INSTRUCTIONS TO FOLLOW:
Rewrite each of the records below, changing "ground-truth boxes" to "reference boxes" and keeping everything else unchanged. Omit the pictures from your answer.

★ ★ ★ ★

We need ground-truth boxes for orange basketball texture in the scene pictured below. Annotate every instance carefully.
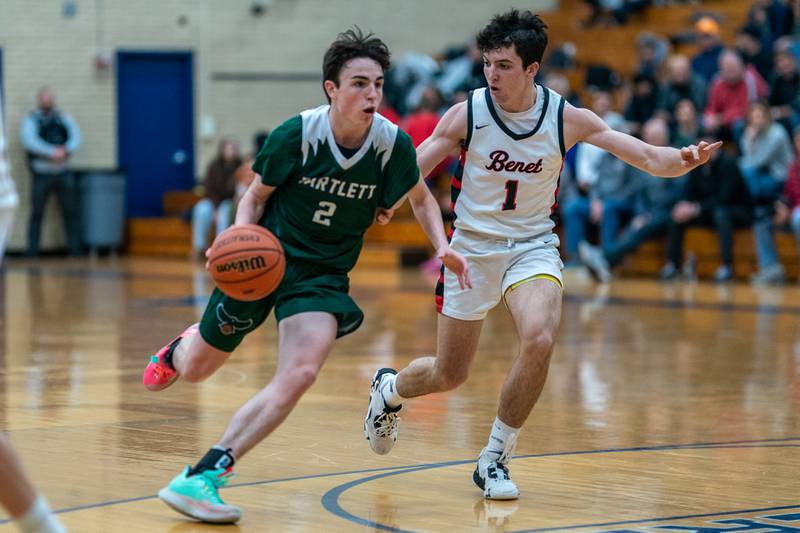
[208,224,286,302]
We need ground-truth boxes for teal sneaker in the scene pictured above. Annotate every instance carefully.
[158,466,242,524]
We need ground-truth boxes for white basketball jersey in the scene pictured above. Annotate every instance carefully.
[453,85,565,239]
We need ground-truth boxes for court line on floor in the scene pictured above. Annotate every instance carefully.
[0,437,800,525]
[146,290,800,315]
[5,266,800,315]
[321,437,800,533]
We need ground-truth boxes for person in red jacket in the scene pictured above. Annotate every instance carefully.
[775,128,800,280]
[703,50,769,139]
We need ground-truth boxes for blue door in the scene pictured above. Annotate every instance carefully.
[117,51,195,217]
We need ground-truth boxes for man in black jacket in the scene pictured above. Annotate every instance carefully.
[661,137,753,282]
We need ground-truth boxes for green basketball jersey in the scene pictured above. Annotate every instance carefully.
[253,105,419,272]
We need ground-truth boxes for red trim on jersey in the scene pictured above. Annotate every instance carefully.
[550,159,564,215]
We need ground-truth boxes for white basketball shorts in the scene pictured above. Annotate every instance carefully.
[436,229,564,320]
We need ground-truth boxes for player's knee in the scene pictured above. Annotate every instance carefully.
[521,331,555,359]
[436,368,469,391]
[281,365,319,402]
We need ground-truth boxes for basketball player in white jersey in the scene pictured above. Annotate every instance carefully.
[364,10,721,499]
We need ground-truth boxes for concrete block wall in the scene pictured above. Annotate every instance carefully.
[0,0,558,250]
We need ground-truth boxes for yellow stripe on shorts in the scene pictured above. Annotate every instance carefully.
[506,274,564,294]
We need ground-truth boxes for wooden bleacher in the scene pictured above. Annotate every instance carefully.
[128,0,800,278]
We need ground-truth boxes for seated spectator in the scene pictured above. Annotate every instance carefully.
[192,137,242,257]
[769,51,800,132]
[775,128,800,282]
[579,118,683,282]
[747,0,794,44]
[692,17,724,83]
[703,50,768,141]
[739,102,792,284]
[625,74,658,137]
[670,99,701,148]
[636,31,669,78]
[735,26,772,79]
[542,72,583,107]
[656,55,706,122]
[661,138,753,282]
[561,91,625,266]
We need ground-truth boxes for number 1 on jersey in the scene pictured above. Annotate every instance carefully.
[503,180,519,211]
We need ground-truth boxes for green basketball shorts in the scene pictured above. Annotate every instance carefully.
[200,259,364,352]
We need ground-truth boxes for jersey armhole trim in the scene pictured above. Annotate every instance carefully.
[462,91,474,150]
[557,96,567,159]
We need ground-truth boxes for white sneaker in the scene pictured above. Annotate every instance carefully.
[472,448,519,500]
[364,368,403,455]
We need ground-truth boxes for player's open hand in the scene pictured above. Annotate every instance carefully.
[681,141,722,170]
[375,209,394,226]
[436,246,472,289]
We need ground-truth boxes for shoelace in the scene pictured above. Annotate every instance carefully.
[374,411,398,438]
[486,462,511,480]
[212,467,238,488]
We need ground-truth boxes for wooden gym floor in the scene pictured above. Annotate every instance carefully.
[0,255,800,533]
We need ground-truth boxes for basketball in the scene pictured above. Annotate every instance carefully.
[208,224,286,302]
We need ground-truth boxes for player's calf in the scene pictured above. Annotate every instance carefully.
[142,324,199,392]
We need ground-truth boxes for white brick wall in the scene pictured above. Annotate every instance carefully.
[0,0,558,250]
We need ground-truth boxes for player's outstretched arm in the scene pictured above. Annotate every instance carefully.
[564,105,722,178]
[235,174,275,224]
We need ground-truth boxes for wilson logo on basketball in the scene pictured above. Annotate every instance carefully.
[486,150,542,174]
[214,255,267,274]
[214,234,261,248]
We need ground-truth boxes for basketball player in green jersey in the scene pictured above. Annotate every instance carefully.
[138,28,469,523]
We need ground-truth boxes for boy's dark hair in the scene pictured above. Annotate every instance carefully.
[322,26,391,103]
[477,9,547,68]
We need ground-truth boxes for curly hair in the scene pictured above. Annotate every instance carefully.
[322,26,391,102]
[477,9,547,68]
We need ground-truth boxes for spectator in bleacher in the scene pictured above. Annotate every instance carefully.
[734,26,772,80]
[233,130,269,208]
[20,87,81,257]
[769,50,800,132]
[192,137,242,258]
[775,128,800,280]
[747,0,794,45]
[692,17,724,83]
[661,137,753,282]
[542,72,583,107]
[657,55,706,123]
[579,118,680,282]
[561,91,627,266]
[703,49,768,141]
[636,31,669,78]
[739,101,793,284]
[670,98,702,148]
[625,74,658,137]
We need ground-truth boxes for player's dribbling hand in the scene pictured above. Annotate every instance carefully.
[375,209,394,226]
[436,246,472,289]
[681,141,722,169]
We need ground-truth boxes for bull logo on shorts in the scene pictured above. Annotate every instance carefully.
[217,304,253,335]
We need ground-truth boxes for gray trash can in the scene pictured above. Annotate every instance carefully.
[79,170,125,251]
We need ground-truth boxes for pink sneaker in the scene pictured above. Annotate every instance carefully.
[142,324,200,392]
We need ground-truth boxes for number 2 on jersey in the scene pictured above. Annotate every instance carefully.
[312,202,336,226]
[503,180,519,211]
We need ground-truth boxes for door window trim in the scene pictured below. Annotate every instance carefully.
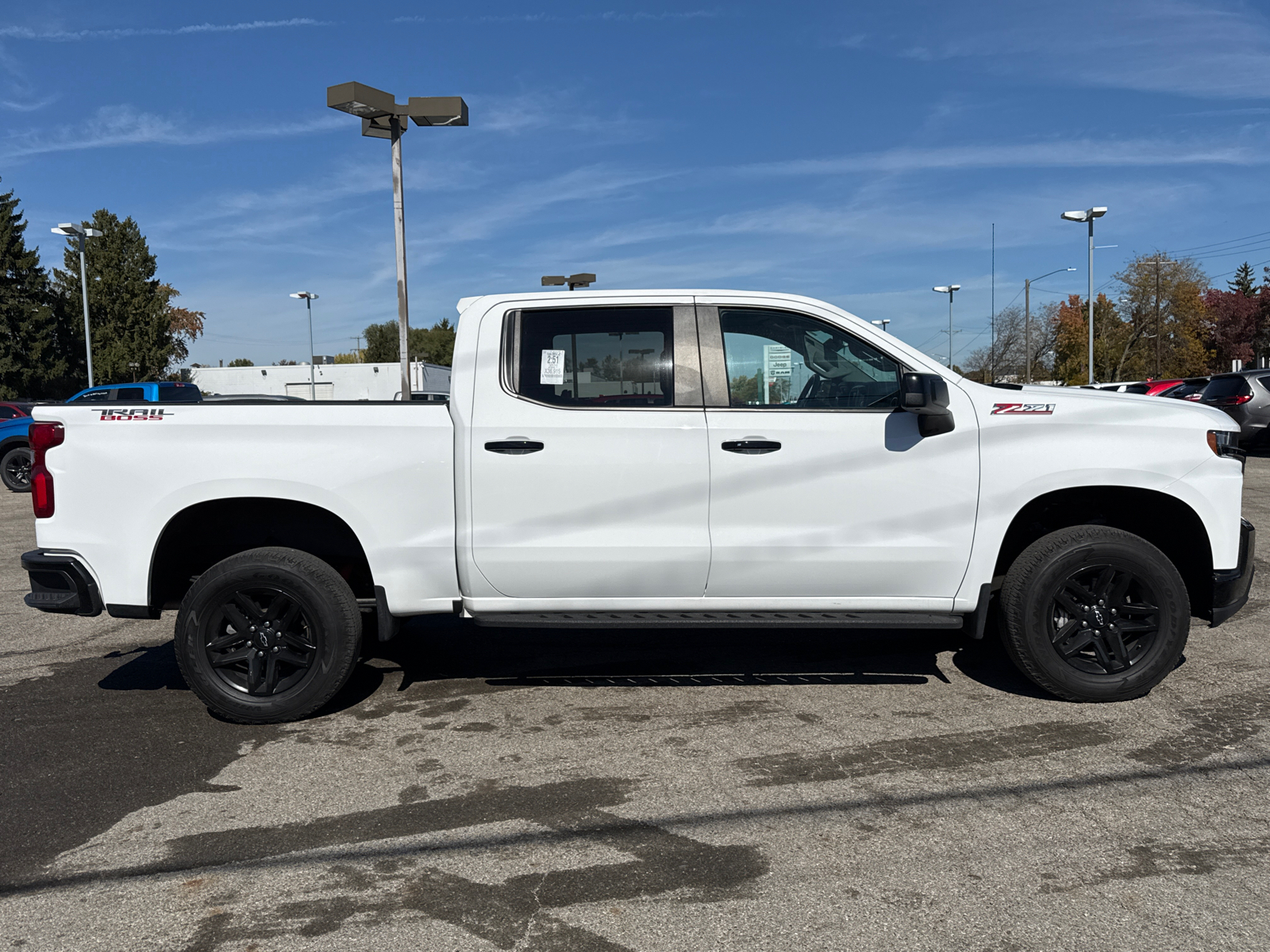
[499,302,702,413]
[697,303,913,414]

★ ★ ★ ★

FULL OUTPUT:
We need reference boxes for orange basketball texture in the scene pictured below. Annotate every instance carefully.
[208,224,286,302]
We need reference boxes for teal sneaker in the scene pictured above. Annotate every instance carefully.
[158,466,242,524]
We need reference boxes for white basketball jersey in the scene pictured above. Annotate every instance carefully.
[453,85,565,239]
We need reference boxes for court line on floor in the scene pictured above. Annotate every instance carefully.
[0,437,800,525]
[146,290,800,315]
[5,266,800,315]
[321,437,800,533]
We need reference boxes for person in red jacket in the scene pictured above. Annotate every instance carefully.
[775,128,800,280]
[703,50,769,139]
We need reference boxes for blue door in the scene pictured above. Annotate every instance carefully.
[117,51,195,217]
We need reference boxes for man in black jacket in the scene pictured above. Annotate every instance carefully.
[661,137,753,282]
We need reference boxes for green basketball jersey in the scene pictured above. Annotate every instance carefully.
[253,105,419,272]
We need reference boxes for red trim on jersey in the scene pictured above. Annotate every instance carefully.
[550,159,564,215]
We need reference boxes for white basketball shorts in the scene pictured above. Annotate every instance carefully.
[436,229,564,320]
We need reference boxes for player's knee in the scene pictured above. Annotate every instance carefully.
[521,331,555,359]
[436,368,469,391]
[281,365,319,402]
We need reference boxes for basketball player in white jersey in the scene pictured above. Annotate every instance carefully.
[364,10,721,499]
We need reference boxes for concrete block wall in the scene pictured above. Annotate every instance carefully.
[0,0,558,250]
We need reference boxes for yellow stripe on shorts in the scene pictured above. Annotate every instance carefully.
[506,274,564,294]
We need reference boxes for wooden bleacher in the scene pictured above. Annotate every instance carefully.
[128,0,800,278]
We need reference boxes for seated spectator in the scene pictured above. Annotate every instance carefully.
[192,137,242,257]
[769,51,800,132]
[775,128,800,282]
[579,118,683,282]
[747,0,794,44]
[692,17,724,83]
[703,50,768,141]
[739,102,792,284]
[625,74,658,137]
[670,99,701,148]
[636,31,669,78]
[735,26,772,79]
[542,72,583,107]
[656,55,706,122]
[661,138,753,282]
[561,91,625,266]
We need reference boxes for number 1 on jersey in the scene pictured above. Annotate every instance carefully.
[503,180,519,211]
We need reference boxes for green basketball shorts in the scene pictured above. Annotate every instance carefully.
[200,259,364,352]
We need reference boxes for jersey armhole trim in the scene pictured above. Annotate every instance carefully.
[462,91,474,150]
[557,96,567,159]
We need reference boxes for white sneaker in the scene pictured above. Annotate every instance carefully.
[472,448,519,500]
[364,368,403,455]
We need reference boxes for player's open hand in the scene pictured above. Annotate every instance carefully.
[681,141,722,170]
[375,209,394,226]
[436,246,472,289]
We need reference boxes for shoelace in the scene pictured above. Annotate every instance carefully.
[374,411,398,438]
[486,462,511,480]
[212,467,238,488]
We need reference boxes for wooden gym floor in the scene pictured above. Annotate every instance carefully.
[0,255,800,533]
We need reference boxes for basketball in the scene pictured above. Annotate every instance carefully.
[208,224,286,302]
We need reference boxes for player's calf in the scene pictured above. Annotate every instance carefully.
[142,324,199,392]
We need reference boxes for white brick wall in the scene pictured above. Annotate every instance carefully.
[0,0,558,250]
We need reference boxes for player's outstretched arm in the scene pictured above. Annotate every instance carefully.
[564,105,722,178]
[235,174,275,224]
We need reference boxes for wilson logo on basketball in the scene pictured above. Annotate every instance carefully.
[486,150,542,174]
[214,255,267,274]
[214,234,261,248]
We need reference boxes for basketball player in green jersey in the scene pictured above. Annotate every instance carefully.
[138,28,469,523]
We need reference boxes for boy's dark hair in the scene pictured above. Annotate every instance carefully.
[322,26,391,103]
[477,9,547,68]
We need reference boxes for curly hair in the scene pictured above. Annotate every instance carefully.
[322,26,391,102]
[477,9,547,68]
We need reference boxes for spectator in bleacher in the scene pictured above. Annotate every instance carefully.
[734,26,772,80]
[233,130,269,208]
[20,87,81,257]
[769,50,800,132]
[192,137,242,258]
[775,128,800,280]
[747,0,794,45]
[692,17,724,83]
[661,137,753,282]
[542,72,583,107]
[657,55,706,123]
[579,118,680,282]
[561,91,627,266]
[703,49,768,141]
[636,31,669,78]
[739,101,793,284]
[670,98,702,148]
[625,74,658,137]
We need reference boxes for player's dribbling hand in the scene pictured above. Annotate every instance carefully.
[375,209,394,226]
[436,246,472,289]
[681,141,722,169]
We need reference boxes for bull logo on shorts in the scene pictured above. Annotate every instance carefully.
[217,304,253,335]
We need reference boxes for gray trash can in the scene pictured above. Annotate every instance carefully.
[79,170,125,251]
We need reference boxes for pink sneaker in the scene pictured above. Annotate every instance carefully.
[142,324,200,392]
We need reference boxes for number 2 on jersey in the scene pictured above. Annotate every instance carefully.
[312,202,336,226]
[503,180,519,211]
We need reference boxes for door window trim in the scene pictured below. Annotate every instance carefully.
[499,302,702,413]
[697,303,913,414]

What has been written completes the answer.